Task instructions.
Look for "leaf" in the records and copy every line that has it.

***** Data under study *****

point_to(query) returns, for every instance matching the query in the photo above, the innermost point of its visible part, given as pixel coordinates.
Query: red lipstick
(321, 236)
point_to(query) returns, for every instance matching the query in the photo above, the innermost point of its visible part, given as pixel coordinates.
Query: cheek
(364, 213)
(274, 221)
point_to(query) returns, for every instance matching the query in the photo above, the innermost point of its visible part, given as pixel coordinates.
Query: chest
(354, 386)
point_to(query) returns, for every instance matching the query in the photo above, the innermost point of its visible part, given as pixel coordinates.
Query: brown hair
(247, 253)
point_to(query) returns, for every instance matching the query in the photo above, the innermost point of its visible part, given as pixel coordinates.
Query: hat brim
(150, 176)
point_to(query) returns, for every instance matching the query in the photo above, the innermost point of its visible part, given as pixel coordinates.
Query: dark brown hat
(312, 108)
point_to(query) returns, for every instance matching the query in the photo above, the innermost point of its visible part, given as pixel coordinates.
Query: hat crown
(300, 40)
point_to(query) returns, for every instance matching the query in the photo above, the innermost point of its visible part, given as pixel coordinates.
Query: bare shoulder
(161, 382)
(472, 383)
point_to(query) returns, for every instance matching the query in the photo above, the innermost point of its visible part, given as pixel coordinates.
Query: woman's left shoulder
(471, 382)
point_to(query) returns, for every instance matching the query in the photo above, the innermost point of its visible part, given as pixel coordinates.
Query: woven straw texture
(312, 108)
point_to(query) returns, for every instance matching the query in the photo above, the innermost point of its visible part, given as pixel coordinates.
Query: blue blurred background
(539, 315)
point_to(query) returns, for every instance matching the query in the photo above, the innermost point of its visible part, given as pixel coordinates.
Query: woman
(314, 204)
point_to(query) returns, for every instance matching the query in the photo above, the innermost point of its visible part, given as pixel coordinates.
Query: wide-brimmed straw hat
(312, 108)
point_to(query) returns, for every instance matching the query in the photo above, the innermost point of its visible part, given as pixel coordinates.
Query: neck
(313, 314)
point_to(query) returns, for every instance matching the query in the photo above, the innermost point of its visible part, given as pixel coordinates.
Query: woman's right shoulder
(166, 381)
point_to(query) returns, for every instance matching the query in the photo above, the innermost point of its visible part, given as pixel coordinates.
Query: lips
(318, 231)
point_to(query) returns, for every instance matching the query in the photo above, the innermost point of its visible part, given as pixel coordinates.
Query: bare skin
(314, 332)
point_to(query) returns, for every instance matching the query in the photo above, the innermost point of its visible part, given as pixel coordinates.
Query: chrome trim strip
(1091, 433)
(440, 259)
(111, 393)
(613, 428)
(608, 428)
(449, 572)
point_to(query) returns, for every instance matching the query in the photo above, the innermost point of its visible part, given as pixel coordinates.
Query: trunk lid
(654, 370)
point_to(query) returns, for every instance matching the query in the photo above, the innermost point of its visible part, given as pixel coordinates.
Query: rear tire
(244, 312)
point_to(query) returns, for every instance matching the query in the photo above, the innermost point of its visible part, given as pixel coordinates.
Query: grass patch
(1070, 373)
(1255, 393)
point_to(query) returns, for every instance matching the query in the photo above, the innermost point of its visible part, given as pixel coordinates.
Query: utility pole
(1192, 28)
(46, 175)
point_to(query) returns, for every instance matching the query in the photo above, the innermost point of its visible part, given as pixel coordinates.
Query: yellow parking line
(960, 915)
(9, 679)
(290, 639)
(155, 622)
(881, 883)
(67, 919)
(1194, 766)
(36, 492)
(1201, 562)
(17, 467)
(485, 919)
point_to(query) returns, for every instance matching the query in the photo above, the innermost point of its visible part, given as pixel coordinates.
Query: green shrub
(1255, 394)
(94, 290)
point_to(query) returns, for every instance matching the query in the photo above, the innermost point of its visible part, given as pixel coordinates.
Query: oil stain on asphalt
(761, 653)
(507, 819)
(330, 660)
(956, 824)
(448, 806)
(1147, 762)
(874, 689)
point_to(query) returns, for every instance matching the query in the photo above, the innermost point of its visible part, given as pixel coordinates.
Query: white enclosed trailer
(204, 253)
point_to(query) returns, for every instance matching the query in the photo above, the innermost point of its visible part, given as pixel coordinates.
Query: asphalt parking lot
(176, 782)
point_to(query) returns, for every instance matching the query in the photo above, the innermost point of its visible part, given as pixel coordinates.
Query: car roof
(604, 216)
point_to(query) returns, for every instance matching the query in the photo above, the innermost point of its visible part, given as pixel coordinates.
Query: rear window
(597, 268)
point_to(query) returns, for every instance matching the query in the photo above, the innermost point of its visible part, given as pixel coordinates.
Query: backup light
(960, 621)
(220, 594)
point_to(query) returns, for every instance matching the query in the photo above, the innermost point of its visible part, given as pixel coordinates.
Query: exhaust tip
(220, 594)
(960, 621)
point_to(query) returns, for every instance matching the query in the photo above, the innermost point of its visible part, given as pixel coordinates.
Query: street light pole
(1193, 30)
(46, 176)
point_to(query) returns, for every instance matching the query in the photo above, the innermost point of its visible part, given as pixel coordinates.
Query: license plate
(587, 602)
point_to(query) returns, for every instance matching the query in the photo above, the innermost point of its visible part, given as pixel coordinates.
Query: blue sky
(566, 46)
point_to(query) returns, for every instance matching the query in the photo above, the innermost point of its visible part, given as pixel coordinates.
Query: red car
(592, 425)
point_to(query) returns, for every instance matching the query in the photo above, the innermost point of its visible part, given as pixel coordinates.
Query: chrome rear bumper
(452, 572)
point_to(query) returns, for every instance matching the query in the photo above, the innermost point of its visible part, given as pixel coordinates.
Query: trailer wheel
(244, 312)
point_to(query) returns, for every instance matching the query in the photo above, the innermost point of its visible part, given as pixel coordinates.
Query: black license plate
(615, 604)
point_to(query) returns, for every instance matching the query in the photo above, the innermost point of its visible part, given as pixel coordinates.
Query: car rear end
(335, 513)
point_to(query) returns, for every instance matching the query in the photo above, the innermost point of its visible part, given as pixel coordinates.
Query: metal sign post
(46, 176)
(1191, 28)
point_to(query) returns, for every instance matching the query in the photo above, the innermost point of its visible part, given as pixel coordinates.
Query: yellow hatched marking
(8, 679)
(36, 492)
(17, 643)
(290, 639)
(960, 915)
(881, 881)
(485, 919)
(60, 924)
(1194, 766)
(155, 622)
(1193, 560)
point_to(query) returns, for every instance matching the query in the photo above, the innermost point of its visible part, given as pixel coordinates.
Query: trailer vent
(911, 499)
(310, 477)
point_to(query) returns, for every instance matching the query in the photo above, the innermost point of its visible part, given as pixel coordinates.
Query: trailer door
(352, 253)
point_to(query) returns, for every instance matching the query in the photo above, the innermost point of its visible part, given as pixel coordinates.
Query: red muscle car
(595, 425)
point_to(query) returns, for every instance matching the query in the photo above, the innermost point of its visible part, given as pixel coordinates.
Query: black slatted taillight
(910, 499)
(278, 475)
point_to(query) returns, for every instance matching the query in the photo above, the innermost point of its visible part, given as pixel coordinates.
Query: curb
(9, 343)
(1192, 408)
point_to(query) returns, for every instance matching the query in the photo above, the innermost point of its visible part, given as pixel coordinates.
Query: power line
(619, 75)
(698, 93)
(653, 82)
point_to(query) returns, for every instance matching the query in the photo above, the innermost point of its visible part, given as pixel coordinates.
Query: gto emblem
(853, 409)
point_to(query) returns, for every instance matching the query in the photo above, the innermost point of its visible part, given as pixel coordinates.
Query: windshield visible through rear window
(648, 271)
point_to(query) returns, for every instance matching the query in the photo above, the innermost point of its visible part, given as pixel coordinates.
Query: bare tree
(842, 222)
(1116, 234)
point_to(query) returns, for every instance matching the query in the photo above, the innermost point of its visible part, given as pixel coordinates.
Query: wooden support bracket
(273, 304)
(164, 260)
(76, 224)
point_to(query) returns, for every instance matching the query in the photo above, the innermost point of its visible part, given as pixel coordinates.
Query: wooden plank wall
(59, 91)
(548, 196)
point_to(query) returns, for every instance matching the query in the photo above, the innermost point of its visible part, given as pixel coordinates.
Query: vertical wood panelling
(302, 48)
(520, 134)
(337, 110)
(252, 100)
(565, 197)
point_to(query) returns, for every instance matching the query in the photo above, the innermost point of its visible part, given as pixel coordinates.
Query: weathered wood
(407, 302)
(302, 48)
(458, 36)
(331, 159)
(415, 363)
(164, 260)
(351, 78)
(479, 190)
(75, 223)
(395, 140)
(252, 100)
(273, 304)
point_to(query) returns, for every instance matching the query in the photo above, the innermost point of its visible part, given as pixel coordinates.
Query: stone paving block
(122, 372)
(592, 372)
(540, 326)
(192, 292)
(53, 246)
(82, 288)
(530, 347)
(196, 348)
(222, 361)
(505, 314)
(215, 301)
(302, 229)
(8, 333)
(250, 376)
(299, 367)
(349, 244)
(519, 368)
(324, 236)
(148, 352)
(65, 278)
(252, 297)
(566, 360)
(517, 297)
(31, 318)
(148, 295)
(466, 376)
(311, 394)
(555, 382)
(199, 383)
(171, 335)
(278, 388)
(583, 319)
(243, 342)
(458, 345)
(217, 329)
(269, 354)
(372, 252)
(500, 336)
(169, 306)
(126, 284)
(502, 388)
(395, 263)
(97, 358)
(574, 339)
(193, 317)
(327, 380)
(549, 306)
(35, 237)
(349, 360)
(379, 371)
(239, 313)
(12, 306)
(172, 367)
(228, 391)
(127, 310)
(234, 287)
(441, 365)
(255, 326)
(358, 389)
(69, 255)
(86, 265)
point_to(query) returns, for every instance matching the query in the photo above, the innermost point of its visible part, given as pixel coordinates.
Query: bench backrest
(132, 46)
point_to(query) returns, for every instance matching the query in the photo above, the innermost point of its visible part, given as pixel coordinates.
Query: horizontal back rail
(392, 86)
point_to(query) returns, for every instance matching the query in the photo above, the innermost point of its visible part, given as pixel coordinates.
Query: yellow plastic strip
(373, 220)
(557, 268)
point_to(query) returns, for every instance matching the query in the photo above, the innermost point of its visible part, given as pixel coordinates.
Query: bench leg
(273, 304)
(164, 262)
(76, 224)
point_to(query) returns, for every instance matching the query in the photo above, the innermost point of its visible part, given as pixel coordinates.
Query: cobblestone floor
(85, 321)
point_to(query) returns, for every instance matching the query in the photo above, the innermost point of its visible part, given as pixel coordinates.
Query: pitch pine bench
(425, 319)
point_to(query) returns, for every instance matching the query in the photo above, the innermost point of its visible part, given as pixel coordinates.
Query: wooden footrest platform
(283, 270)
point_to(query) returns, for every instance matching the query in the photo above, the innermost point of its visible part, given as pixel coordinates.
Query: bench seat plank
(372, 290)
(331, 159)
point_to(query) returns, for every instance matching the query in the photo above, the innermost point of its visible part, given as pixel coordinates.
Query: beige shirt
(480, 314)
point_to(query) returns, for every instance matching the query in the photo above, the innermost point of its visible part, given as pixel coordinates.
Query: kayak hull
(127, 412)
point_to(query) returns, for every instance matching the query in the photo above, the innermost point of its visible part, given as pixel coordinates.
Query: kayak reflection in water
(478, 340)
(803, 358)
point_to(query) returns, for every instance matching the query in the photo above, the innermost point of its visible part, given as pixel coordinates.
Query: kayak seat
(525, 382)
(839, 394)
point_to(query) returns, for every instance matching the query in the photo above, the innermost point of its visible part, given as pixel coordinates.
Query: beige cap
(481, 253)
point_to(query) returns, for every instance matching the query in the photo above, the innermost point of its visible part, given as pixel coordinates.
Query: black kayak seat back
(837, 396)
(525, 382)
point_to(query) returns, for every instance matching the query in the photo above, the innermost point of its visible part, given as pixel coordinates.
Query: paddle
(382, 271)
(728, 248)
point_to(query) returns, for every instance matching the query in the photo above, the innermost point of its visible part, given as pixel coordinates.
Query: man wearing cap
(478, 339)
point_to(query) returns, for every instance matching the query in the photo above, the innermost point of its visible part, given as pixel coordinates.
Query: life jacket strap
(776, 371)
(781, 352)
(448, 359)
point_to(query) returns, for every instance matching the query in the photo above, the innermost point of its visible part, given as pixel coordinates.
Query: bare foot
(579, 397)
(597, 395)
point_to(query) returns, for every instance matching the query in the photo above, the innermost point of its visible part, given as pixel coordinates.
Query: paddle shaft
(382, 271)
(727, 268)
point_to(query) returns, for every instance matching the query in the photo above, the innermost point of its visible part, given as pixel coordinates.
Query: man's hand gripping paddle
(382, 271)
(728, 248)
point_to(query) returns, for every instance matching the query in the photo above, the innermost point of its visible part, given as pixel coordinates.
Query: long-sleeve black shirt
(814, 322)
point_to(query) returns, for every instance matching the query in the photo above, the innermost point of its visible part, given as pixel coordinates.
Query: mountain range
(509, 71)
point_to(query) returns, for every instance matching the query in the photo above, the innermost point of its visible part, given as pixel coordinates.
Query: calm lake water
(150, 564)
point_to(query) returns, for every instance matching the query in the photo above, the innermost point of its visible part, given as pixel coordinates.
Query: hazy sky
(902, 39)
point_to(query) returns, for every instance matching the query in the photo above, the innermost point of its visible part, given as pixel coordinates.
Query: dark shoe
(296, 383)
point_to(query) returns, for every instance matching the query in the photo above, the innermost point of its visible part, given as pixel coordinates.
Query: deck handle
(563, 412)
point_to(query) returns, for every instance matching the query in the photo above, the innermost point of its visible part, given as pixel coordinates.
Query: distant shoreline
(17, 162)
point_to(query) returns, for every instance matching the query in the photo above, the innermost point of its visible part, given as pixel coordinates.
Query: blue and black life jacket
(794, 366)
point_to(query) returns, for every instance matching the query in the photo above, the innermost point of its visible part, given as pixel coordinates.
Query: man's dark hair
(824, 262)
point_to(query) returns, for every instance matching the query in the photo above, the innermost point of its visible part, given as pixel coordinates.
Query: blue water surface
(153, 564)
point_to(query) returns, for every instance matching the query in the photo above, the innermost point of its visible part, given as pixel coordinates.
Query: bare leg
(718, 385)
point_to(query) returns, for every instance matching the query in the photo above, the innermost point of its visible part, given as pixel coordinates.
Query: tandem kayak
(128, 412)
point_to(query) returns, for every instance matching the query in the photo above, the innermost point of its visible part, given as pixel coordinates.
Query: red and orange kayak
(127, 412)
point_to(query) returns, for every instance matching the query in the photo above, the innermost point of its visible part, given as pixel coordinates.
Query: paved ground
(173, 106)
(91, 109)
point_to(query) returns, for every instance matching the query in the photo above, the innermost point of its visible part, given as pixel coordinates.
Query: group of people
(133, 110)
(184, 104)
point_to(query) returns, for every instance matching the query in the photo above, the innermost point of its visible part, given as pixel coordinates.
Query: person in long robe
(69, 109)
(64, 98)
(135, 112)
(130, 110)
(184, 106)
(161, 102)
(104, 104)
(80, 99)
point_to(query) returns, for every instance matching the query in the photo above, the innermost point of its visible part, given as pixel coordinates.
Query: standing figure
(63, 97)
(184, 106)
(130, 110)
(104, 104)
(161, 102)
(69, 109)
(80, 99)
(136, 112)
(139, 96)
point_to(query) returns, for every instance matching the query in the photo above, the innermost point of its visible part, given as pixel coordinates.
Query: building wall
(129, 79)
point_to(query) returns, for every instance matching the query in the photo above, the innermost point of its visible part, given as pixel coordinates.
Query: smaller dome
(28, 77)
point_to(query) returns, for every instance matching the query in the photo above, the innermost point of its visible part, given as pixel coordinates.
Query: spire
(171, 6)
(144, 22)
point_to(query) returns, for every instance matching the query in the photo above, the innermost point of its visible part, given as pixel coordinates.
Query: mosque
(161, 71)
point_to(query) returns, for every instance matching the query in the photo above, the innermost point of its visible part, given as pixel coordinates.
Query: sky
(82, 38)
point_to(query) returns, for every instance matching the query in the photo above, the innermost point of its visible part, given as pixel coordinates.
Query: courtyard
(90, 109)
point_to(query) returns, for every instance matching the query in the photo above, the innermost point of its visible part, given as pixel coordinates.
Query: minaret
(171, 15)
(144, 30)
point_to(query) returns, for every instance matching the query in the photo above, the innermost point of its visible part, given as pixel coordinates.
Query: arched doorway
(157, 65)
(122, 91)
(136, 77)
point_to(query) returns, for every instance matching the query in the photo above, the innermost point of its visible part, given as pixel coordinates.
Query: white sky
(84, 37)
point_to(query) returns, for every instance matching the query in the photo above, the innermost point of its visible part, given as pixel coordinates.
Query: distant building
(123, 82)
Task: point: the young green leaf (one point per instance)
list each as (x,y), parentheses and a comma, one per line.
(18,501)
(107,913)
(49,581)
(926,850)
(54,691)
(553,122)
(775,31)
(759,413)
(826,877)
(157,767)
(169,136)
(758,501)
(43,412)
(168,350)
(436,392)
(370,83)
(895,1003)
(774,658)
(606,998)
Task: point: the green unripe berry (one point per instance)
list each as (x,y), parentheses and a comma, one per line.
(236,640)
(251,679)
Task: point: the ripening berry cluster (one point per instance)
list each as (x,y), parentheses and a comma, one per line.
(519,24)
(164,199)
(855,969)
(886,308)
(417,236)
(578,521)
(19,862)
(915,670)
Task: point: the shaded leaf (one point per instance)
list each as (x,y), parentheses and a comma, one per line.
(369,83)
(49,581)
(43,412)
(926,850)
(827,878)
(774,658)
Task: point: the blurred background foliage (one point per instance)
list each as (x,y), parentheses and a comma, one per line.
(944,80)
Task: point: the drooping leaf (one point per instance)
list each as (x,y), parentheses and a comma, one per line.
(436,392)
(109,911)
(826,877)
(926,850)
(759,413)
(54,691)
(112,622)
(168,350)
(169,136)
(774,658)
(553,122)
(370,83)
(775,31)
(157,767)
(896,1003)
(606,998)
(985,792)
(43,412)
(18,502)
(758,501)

*****

Written response.
Task: point: the young green leaf (one point per instance)
Task: point: the shaded leaf (one point per instance)
Task: point: the drooping leaf (one point per instance)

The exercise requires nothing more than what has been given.